Exercise objective: Lines to restate from the data below: from the one containing "Target: man's lips" to the one containing "Target: man's neck", both included. Give them again exactly, and only them.

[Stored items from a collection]
━━━━━━━━━━━━━━━━━━━━

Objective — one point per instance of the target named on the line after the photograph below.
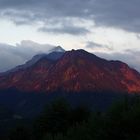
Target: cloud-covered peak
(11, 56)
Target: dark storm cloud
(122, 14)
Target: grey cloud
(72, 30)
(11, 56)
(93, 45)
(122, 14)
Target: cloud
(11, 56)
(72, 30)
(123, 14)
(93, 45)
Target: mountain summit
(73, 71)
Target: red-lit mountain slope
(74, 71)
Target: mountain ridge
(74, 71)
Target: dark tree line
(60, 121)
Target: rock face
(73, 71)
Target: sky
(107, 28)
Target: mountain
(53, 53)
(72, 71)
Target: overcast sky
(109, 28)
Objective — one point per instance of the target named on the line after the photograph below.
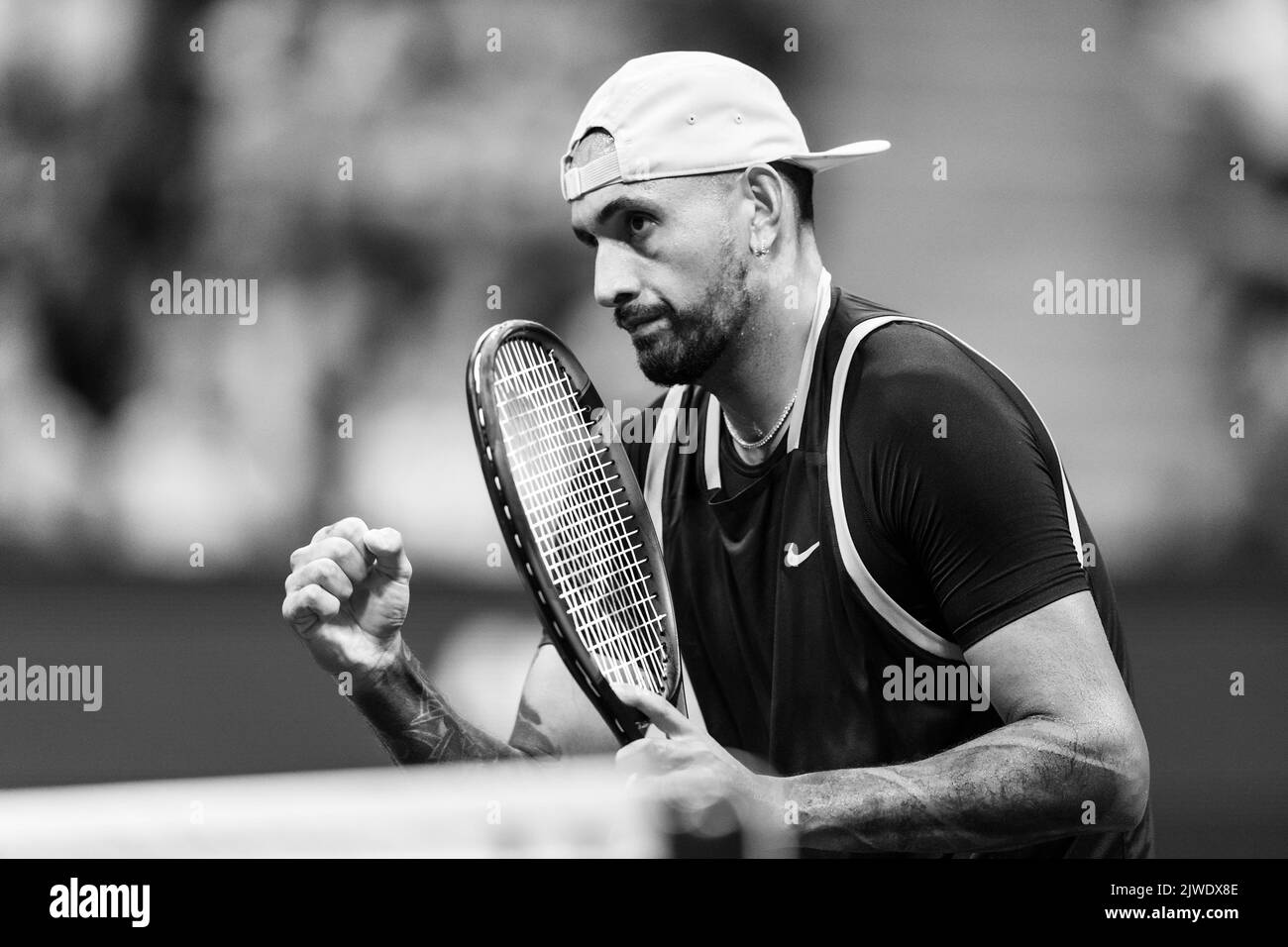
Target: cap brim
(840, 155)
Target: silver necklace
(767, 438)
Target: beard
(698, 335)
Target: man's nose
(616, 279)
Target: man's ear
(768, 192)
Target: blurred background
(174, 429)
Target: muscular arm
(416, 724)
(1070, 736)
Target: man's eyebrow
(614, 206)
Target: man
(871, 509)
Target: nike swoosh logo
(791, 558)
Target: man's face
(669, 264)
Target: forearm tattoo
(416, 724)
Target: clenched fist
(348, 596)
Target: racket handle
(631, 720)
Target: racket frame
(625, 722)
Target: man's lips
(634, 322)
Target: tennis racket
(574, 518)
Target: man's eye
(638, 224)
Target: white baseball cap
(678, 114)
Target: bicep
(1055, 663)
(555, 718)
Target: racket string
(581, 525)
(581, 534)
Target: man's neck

━━━━━━━━━━━━━━━━━━━━

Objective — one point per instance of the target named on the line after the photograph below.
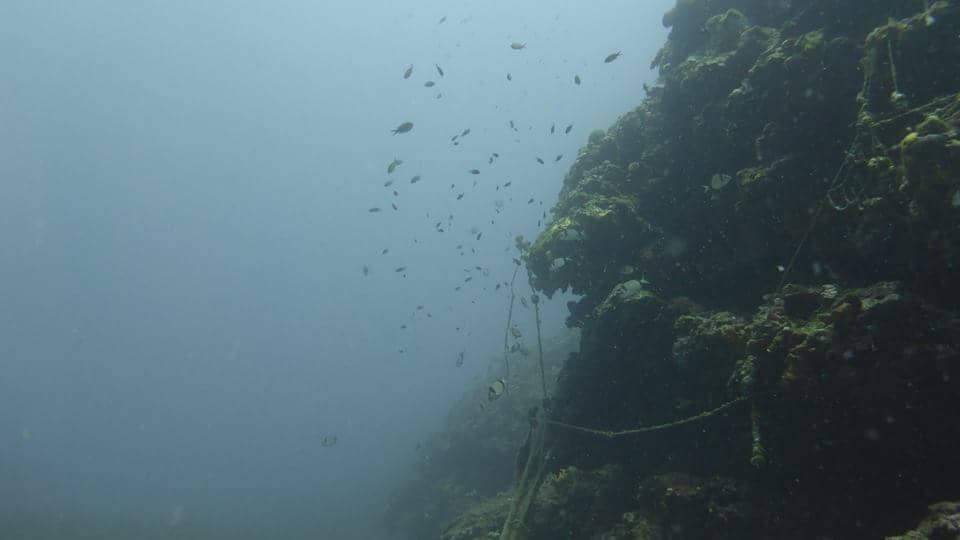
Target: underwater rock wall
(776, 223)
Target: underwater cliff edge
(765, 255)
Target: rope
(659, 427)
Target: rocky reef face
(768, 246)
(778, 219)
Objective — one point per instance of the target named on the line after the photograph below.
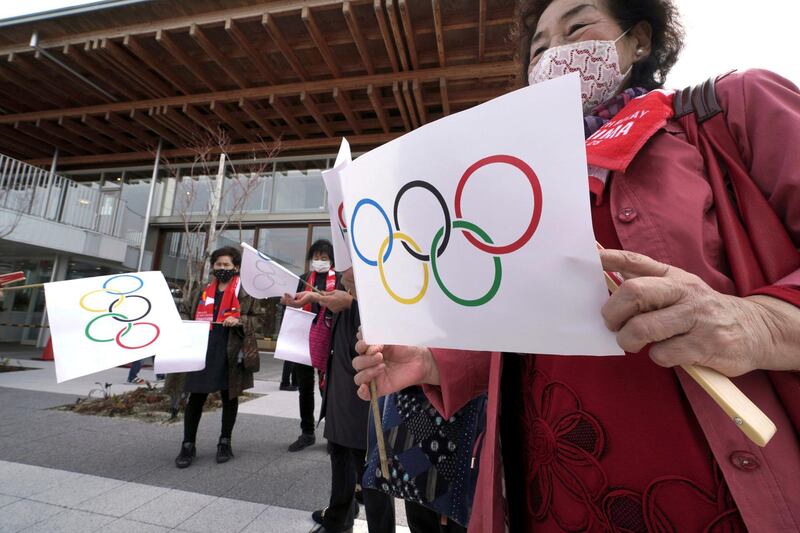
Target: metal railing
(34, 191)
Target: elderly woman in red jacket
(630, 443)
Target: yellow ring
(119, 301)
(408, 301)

━━━━━━━━━━━━━━━━━━━━

The answer:
Target: man's lips
(634, 322)
Target: tennis racket
(574, 518)
Target: man's eye
(638, 224)
Target: white baseball cap
(678, 114)
Target: bicep
(1055, 663)
(555, 718)
Target: racket string
(581, 525)
(581, 534)
Target: man's neck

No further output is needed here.